## Challenge A:
What filing date does the patent application below give?
_ _ _ _ _
(19)
(11) EP 0 385 314 A1

(12) EUROPEAN PATENT APPLICATION

(43) Date of publication:
05.09.1990 Bulletin 1990/36

(21) Application number: 90103582.4

(22) Date of filing: 23.02.1990
(51) International Patent Classification (IPC)5H01R 9/07, H01R 23/68
(84) Designated Contracting States:
BE CH DE ES FR GB IT LI NL SE

(30) Priority: 28.02.1989 GB 8904500
28.02.1989 GB 8904502

(60) Divisional application:
94103475.3 / 0603161

(71) Applicant: THE WHITAKER CORPORATION
Wilmington, Delaware 19808 (US)

(72) Inventor:
  • Soes, Lucas
    NL- Rosmalen (NL)

(74) Representative: Klunker . Schmitt-Nilson . Hirsch 
Winzererstrasse 106
80797 München
80797 München (DE)


(56) References cited: : 
   
       


    (54) Zero insertion force connector for cable to board applications


    (57) In electrical connector (2) is shown having an insulative housing (4) with a plurality of terminal receiving passages (24), the passageways extending from a lower surface (34) to a position proximate to an upper face (16). A plurality of electrical terminals (70) are disposed within the passageways (24) where posts (86) extend from the lower face (34) for contacting printed circuit board traces. The upper face (16) of the housing (4) includes a plurality of conductor receiving passageways (20) which are in alignment with conductor receiving sections (78), (82) of the electrical terminals (70). An actuator member (50) is moveable relative to the housing and relative to the upper face (16), the movement of the actuator member (50) opening the cable receiving sections (78), (82) of the electrical terminals (70), while release of the actuator member (50) causes the conductor receiving section (78), (82) to engage the exposed conductor of the multiconductor cable for electrical connection thereto.




    Description


    [0001] This invention relates to an electrical connector for the interconnection of individual conductors of an electrical cable to a printed circuit board.

    [0002] Electrical connectors exist in the electronics industry having the capability of interconnecting individual conductors of a multi-conductor flat cable to circuit traces of printed circuit boards. These connectors are mounted to the board having electrical terminals exposed at a lower edge thereof which make electrical contact with the traces on the printed circuit board. The electrical connectors also have electrical terminals which accept the conductors in an electrically conducting manner.
_ _ _ _ _
## Challenge B:
Find every line in the rows below that contains the word "panel" and copy each of those lines. The match is case-sensitive.

## Records supplied:
_ _ _ _ _
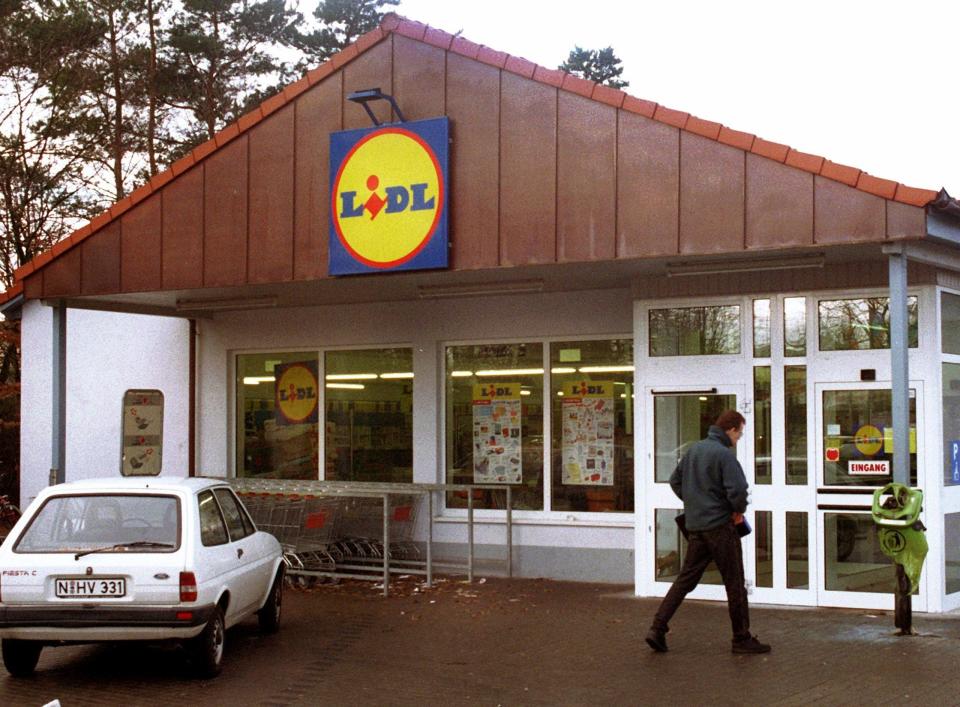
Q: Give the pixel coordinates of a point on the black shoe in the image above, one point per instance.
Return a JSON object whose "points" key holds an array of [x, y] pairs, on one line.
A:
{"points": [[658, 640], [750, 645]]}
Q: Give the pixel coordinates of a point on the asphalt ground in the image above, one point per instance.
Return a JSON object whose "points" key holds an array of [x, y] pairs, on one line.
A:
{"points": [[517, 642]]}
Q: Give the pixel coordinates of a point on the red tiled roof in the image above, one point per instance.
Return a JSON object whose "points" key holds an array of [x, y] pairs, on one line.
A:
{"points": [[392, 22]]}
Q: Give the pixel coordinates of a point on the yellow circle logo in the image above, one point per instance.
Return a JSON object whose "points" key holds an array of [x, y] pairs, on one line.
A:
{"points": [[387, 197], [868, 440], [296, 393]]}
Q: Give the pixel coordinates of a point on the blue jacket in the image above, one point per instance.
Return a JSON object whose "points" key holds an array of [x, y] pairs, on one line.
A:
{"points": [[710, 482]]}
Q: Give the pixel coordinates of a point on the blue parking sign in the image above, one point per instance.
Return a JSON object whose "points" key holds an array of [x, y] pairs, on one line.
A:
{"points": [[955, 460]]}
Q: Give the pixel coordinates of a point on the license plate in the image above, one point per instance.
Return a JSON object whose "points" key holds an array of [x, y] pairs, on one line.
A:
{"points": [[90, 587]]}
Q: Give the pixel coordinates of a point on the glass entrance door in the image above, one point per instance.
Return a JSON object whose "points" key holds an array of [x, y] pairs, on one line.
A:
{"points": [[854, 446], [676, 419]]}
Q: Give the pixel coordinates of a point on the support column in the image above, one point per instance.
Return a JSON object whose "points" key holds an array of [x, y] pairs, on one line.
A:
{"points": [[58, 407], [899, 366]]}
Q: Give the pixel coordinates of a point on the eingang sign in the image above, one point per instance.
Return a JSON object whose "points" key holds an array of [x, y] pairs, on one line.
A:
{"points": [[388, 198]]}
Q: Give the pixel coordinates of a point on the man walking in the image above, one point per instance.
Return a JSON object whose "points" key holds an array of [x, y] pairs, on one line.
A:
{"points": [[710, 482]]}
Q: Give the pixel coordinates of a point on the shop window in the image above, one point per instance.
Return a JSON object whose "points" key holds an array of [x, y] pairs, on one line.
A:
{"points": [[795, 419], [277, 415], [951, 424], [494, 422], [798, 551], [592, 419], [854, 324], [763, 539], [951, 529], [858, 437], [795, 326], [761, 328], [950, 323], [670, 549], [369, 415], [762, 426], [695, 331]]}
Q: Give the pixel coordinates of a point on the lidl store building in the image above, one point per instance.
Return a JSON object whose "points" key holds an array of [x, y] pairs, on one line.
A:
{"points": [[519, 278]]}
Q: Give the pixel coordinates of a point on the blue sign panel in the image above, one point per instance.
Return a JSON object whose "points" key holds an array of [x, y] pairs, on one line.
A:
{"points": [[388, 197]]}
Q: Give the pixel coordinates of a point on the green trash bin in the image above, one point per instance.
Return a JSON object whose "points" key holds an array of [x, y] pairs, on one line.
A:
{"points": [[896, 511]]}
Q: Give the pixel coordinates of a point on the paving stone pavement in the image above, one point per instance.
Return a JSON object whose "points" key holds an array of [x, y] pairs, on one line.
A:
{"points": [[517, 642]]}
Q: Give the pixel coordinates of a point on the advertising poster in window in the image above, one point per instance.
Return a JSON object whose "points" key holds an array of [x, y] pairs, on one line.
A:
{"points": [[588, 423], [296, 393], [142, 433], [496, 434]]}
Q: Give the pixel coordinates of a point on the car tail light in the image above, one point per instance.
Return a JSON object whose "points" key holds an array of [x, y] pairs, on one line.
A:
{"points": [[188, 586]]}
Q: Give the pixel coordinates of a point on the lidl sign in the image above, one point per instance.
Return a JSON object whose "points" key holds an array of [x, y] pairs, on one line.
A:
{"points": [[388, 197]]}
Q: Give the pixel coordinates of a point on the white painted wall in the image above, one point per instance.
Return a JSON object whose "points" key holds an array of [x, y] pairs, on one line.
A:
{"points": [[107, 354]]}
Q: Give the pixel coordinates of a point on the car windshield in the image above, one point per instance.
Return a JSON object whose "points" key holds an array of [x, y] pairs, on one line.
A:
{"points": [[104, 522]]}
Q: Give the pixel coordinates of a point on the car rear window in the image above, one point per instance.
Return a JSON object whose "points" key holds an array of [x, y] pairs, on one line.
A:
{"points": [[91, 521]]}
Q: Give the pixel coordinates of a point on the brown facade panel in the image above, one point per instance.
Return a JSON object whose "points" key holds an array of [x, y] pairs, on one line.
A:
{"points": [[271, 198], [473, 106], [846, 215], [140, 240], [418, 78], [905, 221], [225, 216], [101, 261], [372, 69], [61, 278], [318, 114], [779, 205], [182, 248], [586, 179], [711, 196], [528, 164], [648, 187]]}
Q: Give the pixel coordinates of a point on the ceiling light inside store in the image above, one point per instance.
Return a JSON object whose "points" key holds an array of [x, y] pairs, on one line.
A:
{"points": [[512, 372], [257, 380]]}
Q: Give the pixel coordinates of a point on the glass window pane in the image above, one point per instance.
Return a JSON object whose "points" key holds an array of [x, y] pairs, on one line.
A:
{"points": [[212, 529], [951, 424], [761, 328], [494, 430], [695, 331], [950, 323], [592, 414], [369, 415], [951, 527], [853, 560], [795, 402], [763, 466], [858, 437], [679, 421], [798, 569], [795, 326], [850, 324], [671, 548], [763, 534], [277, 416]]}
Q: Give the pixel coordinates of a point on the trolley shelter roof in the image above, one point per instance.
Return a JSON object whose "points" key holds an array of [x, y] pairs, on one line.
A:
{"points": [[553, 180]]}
_ _ _ _ _
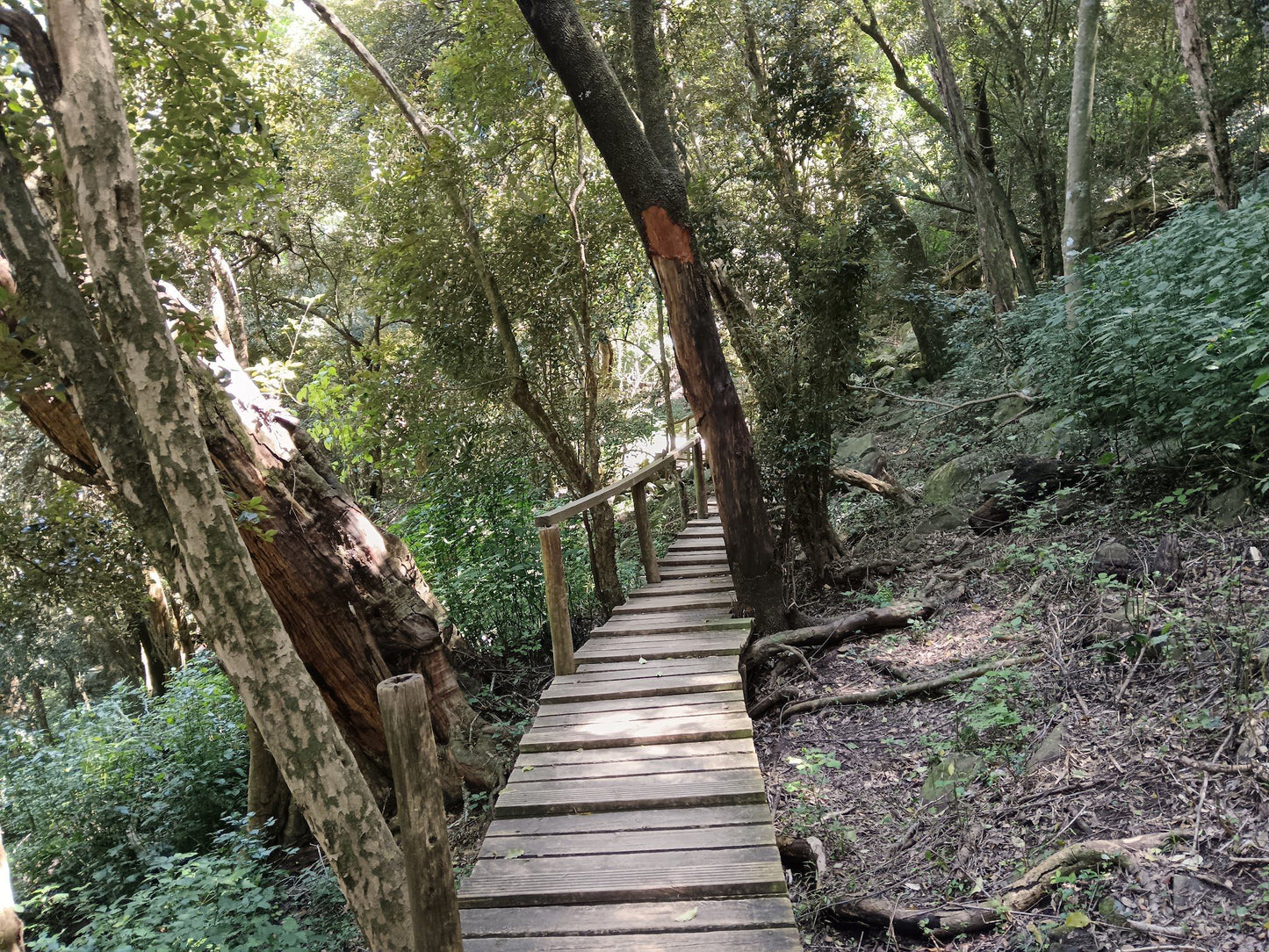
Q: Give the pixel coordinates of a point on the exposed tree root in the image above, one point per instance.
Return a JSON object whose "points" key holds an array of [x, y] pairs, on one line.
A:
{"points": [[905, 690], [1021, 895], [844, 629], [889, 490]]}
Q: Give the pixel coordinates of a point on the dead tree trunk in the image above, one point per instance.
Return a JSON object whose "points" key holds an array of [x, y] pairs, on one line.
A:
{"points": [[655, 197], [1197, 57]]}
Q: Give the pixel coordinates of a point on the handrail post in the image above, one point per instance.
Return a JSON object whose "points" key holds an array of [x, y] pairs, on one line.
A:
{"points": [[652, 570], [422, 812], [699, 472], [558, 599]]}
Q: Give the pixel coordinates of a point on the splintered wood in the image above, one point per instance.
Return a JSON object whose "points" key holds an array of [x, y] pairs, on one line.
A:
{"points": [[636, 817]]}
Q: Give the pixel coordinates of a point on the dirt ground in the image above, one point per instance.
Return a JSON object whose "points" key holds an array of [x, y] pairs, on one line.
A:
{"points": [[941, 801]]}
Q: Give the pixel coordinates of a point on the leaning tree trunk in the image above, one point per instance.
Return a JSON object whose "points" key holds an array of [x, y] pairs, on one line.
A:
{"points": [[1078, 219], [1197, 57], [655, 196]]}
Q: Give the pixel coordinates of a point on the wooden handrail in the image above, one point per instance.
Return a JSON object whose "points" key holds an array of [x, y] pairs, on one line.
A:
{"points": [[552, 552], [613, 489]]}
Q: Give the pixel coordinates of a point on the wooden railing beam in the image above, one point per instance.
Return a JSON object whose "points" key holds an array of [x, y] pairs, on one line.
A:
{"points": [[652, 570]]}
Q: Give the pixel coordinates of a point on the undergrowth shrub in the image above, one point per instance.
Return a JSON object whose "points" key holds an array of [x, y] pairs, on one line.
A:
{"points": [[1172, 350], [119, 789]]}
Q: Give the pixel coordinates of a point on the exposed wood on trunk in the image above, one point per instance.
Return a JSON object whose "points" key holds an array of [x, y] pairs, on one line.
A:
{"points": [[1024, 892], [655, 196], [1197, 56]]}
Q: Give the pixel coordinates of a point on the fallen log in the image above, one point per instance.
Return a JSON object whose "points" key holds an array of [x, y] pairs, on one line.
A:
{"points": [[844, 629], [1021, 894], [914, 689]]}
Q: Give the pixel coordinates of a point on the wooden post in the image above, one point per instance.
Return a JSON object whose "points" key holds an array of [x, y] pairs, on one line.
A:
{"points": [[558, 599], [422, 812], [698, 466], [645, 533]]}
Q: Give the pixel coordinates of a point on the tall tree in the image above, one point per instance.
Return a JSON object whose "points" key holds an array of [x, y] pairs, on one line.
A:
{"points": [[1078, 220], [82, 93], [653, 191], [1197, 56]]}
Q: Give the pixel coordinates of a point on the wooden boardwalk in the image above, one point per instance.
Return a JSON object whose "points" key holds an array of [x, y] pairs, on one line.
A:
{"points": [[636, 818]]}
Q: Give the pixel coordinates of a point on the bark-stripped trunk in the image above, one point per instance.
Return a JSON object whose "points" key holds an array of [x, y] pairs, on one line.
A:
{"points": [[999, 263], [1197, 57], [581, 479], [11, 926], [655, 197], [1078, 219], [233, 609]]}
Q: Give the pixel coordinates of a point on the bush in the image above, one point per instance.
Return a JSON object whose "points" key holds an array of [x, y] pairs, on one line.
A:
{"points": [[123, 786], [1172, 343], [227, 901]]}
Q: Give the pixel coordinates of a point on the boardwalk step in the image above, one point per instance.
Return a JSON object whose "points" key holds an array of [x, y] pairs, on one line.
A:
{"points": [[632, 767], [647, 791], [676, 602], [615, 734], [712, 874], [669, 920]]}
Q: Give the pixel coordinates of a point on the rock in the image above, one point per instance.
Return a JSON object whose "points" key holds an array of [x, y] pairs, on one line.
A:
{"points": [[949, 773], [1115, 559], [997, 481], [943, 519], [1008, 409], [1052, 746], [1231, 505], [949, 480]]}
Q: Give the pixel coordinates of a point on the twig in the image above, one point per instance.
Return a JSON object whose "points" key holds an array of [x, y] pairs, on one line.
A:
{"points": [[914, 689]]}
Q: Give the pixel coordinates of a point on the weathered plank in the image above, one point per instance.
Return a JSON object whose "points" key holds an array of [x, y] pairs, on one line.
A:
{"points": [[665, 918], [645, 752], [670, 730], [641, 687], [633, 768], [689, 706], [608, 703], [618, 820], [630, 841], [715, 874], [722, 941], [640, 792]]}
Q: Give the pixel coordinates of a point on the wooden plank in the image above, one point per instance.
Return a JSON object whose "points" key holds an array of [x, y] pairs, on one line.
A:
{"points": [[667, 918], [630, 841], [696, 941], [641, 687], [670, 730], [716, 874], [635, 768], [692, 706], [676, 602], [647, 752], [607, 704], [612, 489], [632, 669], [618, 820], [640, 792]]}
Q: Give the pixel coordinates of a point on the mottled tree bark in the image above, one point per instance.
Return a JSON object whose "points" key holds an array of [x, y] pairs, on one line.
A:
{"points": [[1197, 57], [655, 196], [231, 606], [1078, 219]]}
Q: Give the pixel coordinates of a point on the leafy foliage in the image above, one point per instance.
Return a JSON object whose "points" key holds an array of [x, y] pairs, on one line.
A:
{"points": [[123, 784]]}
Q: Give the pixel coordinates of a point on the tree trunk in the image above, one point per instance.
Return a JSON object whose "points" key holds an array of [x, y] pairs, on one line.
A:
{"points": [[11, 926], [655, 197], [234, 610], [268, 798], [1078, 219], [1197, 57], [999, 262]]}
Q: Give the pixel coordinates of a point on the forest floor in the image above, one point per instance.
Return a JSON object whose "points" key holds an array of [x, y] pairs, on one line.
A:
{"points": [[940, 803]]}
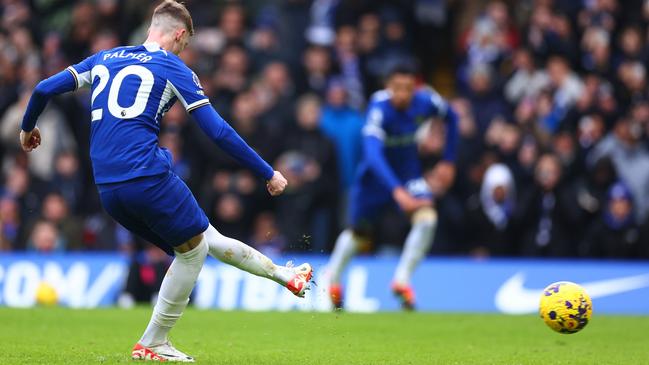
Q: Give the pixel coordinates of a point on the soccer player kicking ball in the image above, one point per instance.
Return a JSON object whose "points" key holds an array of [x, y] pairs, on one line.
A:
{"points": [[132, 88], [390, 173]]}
_ _ _ _ _
## Worked solution A:
23.02.1990

## Worked solution B:
Q: Give the pixel coordinates of a point on the blue sign panel in the image above, one point per instance.
Q: Give the pixel coordinates of a point on the brown facade panel in the image above, one point per instance.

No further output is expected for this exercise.